Source document >>

===

This week I am away because I am attending the IQEC CLEO Pacific Rim conference in Sydney (international laser physics, optics and quantum optics conference). This morning I went along to a talk (by one Varun Sreenivasan) about imaging within live cells using colour centres in nanodiamonds, and thought it was rather interesting and neat. The basic concept is to replace organic dyes and fluorescent proteins with luminescent diamonds!
Diamonds naturally contain some concentration of impurity atoms which are captured during formation of the crystal. For artificial diamonds, usually synthesised by methane vapour deposition or detonation of an explosive compound, the principle impurity is nitrogen. If the crystal is irradiated with ionising radiation (gamma or alpha particles in particular) carbon atoms are displaced from the crystal, leaving vacancies: at high temperatures these are able to diffuse. If a vacancy is `captured' by a nitrogen impurity (which are covalently incorporated into the crystal) the new compound entity is referred to as a NV centre.

===

[Excerpts from a dataset]

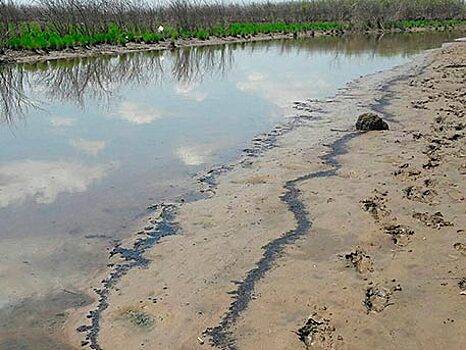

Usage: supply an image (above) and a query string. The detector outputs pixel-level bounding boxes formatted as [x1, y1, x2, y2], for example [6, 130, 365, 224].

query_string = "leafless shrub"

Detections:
[0, 0, 466, 40]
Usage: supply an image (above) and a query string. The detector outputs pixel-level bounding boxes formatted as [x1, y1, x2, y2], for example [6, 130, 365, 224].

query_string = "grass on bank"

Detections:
[0, 0, 466, 51]
[0, 20, 466, 50]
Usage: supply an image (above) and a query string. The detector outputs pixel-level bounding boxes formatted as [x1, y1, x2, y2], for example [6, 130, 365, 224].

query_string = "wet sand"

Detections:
[64, 39, 466, 350]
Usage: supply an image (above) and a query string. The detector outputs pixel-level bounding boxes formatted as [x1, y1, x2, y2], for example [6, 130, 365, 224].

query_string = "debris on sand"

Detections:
[403, 186, 436, 202]
[362, 286, 393, 313]
[345, 247, 374, 275]
[413, 211, 453, 230]
[458, 277, 466, 292]
[296, 313, 335, 350]
[125, 310, 155, 329]
[356, 113, 388, 131]
[453, 242, 466, 255]
[361, 191, 390, 220]
[384, 225, 414, 246]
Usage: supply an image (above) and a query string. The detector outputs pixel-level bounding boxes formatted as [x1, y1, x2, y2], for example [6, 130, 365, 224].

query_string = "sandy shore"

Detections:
[65, 43, 466, 350]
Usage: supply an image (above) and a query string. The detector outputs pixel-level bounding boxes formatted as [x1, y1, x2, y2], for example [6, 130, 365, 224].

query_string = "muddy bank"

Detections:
[0, 26, 466, 64]
[62, 37, 466, 349]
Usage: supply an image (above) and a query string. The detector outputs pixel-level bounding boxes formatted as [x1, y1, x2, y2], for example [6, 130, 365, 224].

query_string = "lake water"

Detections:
[0, 32, 461, 349]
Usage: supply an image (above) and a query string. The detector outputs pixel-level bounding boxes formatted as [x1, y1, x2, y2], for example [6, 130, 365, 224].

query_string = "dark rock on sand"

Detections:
[345, 247, 374, 275]
[384, 225, 414, 246]
[356, 113, 388, 131]
[413, 211, 453, 229]
[363, 287, 392, 313]
[296, 313, 335, 349]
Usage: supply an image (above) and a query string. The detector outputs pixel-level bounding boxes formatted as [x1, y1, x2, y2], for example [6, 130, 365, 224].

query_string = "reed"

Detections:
[0, 0, 466, 50]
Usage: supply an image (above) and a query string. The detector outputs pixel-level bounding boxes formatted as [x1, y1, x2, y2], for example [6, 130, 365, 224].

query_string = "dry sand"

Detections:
[65, 43, 466, 350]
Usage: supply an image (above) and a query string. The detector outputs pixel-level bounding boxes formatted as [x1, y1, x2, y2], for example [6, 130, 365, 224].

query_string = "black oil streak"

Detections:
[205, 132, 360, 350]
[77, 203, 178, 350]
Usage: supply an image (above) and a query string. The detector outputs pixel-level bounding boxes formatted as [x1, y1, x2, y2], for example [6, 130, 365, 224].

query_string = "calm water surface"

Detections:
[0, 33, 460, 349]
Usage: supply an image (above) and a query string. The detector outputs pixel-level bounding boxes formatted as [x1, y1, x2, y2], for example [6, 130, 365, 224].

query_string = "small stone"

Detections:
[356, 113, 388, 131]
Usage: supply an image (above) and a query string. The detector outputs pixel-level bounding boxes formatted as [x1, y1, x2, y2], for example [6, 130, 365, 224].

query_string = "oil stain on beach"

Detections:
[0, 32, 458, 349]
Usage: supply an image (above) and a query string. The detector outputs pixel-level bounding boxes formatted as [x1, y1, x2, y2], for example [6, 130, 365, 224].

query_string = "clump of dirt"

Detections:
[124, 310, 155, 329]
[362, 286, 401, 313]
[393, 163, 421, 177]
[361, 190, 390, 220]
[345, 247, 374, 275]
[296, 313, 335, 350]
[384, 225, 414, 246]
[453, 242, 466, 255]
[458, 277, 466, 292]
[403, 186, 436, 202]
[356, 113, 388, 131]
[413, 211, 453, 230]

===

What to do >>
(a) According to the nanodiamond post, what is the compound entity called when a nitrogen impurity captures a vacancy?
(b) Extend the nanodiamond post past its final sentence.
The listing has nothing to do with this work.

Answers given >>
(a) It is called an NV centre.

(b)
NV centres are neat because they essentially behave like an atom. By this I mean that they have transitions which are in the optical frequency range, allowing for optical detection of the centres. Specifically, excitation in the green (533nm) gives fluorescence in the red (630nm). They also have an interesting electronic structure in that, instead of singlet ground and excited states with a triplet intermediate, they have triplet ground and excited states with a singlet intermediate. A singlet state involves two electrons with a total spin angular momentum of zero, for a total of one spin projection state, whereas the triplet has net spin one, so has three spin projection states. This means that the NV centre has interesting spin properties which can be exploited for imaging and magnetometry (as it turns out, they might also be useful in nanothermometry and single-spin sensing, or miniaturised NMR/MRI!).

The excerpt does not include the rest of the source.